(RECORDS SUPPLIED)
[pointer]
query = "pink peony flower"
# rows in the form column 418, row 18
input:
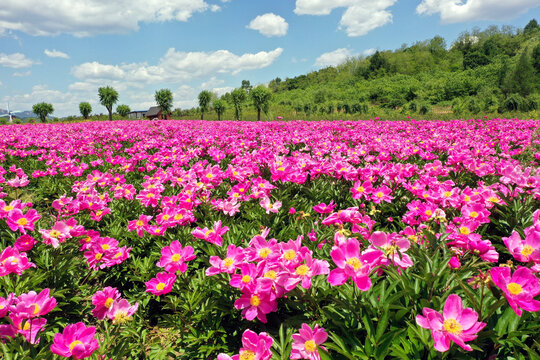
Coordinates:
column 77, row 341
column 173, row 257
column 455, row 324
column 353, row 264
column 307, row 341
column 161, row 284
column 104, row 300
column 11, row 261
column 519, row 288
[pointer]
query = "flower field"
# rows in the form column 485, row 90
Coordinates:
column 275, row 240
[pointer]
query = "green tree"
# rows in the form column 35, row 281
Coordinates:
column 219, row 107
column 123, row 110
column 43, row 110
column 532, row 26
column 108, row 97
column 238, row 98
column 522, row 80
column 205, row 97
column 164, row 99
column 85, row 108
column 261, row 99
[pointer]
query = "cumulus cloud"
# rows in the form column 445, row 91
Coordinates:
column 359, row 18
column 452, row 11
column 15, row 60
column 56, row 54
column 22, row 74
column 333, row 58
column 269, row 25
column 91, row 17
column 176, row 66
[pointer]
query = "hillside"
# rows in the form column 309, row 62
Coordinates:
column 495, row 71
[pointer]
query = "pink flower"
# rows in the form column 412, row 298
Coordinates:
column 16, row 220
column 455, row 324
column 34, row 305
column 269, row 206
column 104, row 300
column 213, row 236
column 173, row 257
column 24, row 243
column 76, row 340
column 353, row 264
column 121, row 311
column 519, row 288
column 161, row 284
column 524, row 250
column 235, row 255
column 307, row 341
column 255, row 346
column 11, row 261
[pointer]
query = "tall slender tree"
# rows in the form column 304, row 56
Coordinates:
column 164, row 99
column 108, row 97
column 261, row 99
column 205, row 97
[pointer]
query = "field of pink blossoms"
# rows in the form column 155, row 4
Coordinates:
column 255, row 241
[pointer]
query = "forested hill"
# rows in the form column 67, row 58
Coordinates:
column 496, row 70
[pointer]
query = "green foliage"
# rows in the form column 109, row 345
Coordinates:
column 43, row 109
column 238, row 98
column 164, row 99
column 85, row 108
column 123, row 110
column 219, row 107
column 108, row 96
column 205, row 97
column 260, row 96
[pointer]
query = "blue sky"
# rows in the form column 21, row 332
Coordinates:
column 62, row 51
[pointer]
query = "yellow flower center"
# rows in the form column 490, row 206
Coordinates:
column 255, row 301
column 160, row 286
column 514, row 289
column 464, row 230
column 37, row 309
column 355, row 263
column 108, row 303
column 74, row 343
column 247, row 355
column 452, row 326
column 527, row 250
column 290, row 255
column 302, row 270
column 310, row 346
column 264, row 252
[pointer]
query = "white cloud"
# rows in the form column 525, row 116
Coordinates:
column 269, row 25
column 56, row 53
column 453, row 11
column 333, row 58
column 369, row 51
column 22, row 74
column 91, row 17
column 359, row 18
column 177, row 66
column 15, row 60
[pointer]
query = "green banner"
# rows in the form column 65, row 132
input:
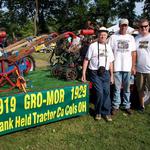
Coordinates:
column 23, row 111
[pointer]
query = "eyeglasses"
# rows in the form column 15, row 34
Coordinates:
column 144, row 26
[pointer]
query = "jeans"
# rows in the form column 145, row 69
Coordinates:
column 101, row 85
column 122, row 79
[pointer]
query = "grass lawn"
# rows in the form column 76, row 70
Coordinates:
column 80, row 133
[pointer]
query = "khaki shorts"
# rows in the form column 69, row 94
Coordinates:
column 143, row 81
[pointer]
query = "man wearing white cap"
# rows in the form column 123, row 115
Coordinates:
column 100, row 57
column 124, row 49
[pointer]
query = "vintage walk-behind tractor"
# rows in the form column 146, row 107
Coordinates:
column 15, row 61
column 13, row 65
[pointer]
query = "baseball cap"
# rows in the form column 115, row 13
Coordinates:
column 124, row 21
column 103, row 29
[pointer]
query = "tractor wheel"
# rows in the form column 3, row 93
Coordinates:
column 30, row 62
column 56, row 71
column 71, row 74
column 147, row 97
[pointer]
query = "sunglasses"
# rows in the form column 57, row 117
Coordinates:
column 144, row 26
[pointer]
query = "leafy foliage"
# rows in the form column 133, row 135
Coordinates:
column 63, row 15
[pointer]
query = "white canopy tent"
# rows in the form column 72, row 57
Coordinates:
column 115, row 28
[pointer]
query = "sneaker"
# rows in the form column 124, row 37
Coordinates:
column 98, row 117
column 114, row 111
column 129, row 111
column 108, row 118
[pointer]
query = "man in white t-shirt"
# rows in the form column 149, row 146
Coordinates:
column 143, row 60
column 124, row 49
column 100, row 57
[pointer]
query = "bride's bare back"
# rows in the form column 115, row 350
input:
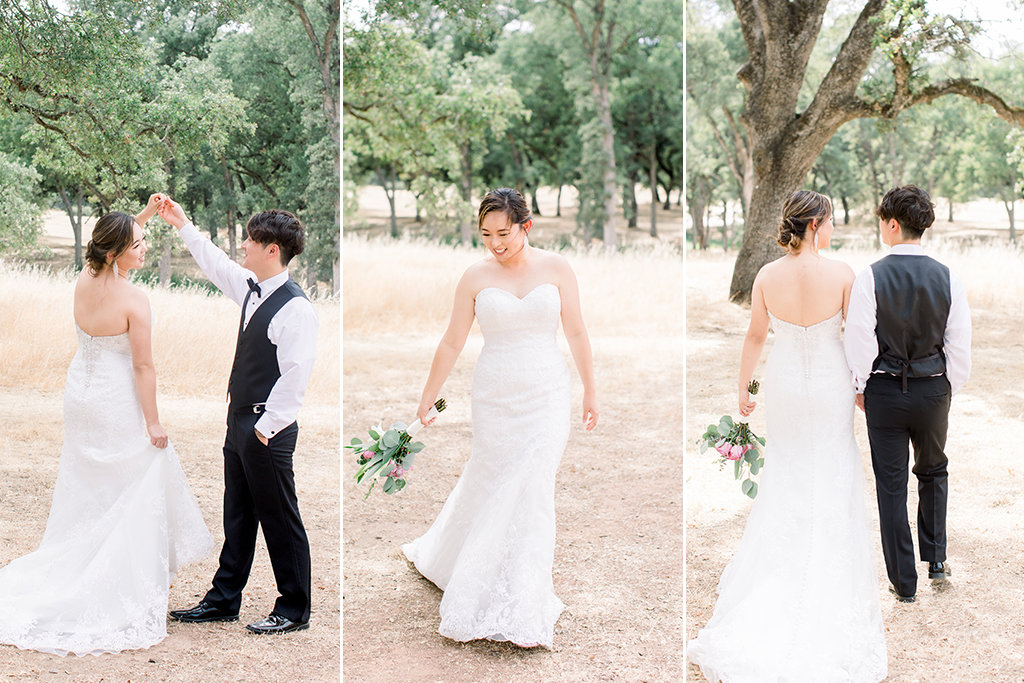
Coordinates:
column 804, row 289
column 103, row 303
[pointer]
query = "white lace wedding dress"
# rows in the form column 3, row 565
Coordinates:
column 123, row 519
column 799, row 601
column 492, row 547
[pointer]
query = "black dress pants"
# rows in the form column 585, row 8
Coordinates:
column 895, row 419
column 259, row 491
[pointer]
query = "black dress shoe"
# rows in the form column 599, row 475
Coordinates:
column 204, row 611
column 902, row 598
column 276, row 624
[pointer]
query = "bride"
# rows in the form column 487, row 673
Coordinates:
column 492, row 547
column 799, row 600
column 123, row 518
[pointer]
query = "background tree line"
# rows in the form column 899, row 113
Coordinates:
column 229, row 105
column 449, row 98
column 847, row 101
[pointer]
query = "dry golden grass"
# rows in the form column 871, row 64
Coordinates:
column 194, row 339
column 194, row 336
column 617, row 551
column 969, row 630
column 398, row 286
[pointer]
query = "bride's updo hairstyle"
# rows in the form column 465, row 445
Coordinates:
column 506, row 201
column 798, row 212
column 112, row 236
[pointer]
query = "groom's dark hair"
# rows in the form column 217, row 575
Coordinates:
column 911, row 207
column 279, row 227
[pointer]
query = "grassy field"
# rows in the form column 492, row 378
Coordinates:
column 194, row 340
column 972, row 630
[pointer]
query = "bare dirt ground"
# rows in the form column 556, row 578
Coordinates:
column 971, row 628
column 193, row 343
column 617, row 560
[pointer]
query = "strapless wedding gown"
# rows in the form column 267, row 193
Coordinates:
column 123, row 519
column 799, row 601
column 492, row 547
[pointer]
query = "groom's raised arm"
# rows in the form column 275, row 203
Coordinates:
column 859, row 342
column 227, row 275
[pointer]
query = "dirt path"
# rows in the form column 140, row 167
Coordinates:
column 617, row 557
column 974, row 629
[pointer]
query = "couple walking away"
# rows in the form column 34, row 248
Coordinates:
column 799, row 600
column 123, row 518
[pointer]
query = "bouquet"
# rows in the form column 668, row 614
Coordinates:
column 390, row 453
column 736, row 442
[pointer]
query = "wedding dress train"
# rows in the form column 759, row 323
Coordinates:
column 122, row 521
column 799, row 601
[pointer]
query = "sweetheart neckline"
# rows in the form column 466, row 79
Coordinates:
column 520, row 298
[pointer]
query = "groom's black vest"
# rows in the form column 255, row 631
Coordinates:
column 911, row 295
column 255, row 369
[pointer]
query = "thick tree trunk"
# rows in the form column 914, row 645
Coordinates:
column 630, row 200
column 229, row 216
column 76, row 221
column 725, row 224
column 602, row 100
column 389, row 184
column 652, row 164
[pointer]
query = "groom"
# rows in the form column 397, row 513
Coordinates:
column 908, row 347
column 273, row 359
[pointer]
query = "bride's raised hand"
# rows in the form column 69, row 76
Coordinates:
column 745, row 404
column 589, row 412
column 158, row 436
column 172, row 212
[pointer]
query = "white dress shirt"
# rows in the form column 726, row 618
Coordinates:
column 292, row 330
column 862, row 345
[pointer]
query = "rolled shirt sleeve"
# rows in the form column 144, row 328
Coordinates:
column 956, row 339
column 860, row 342
column 293, row 331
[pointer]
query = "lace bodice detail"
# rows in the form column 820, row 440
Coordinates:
column 492, row 547
column 532, row 322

(TASK REQUIREMENTS) Up to and including the line that contains "# rows in the form column 35, row 281", print the records above exactly from their first line, without any pictures.

(ANSWER SPACE)
[pointer]
query = "pink peony flower"
# rows in the form column 418, row 18
input:
Coordinates:
column 77, row 341
column 173, row 257
column 455, row 324
column 353, row 264
column 307, row 341
column 161, row 284
column 104, row 300
column 11, row 261
column 519, row 288
[pointer]
query = "flower field"
# rows in the form column 485, row 90
Coordinates:
column 275, row 240
[pointer]
query = "green tree"
# rows in the form column 35, row 281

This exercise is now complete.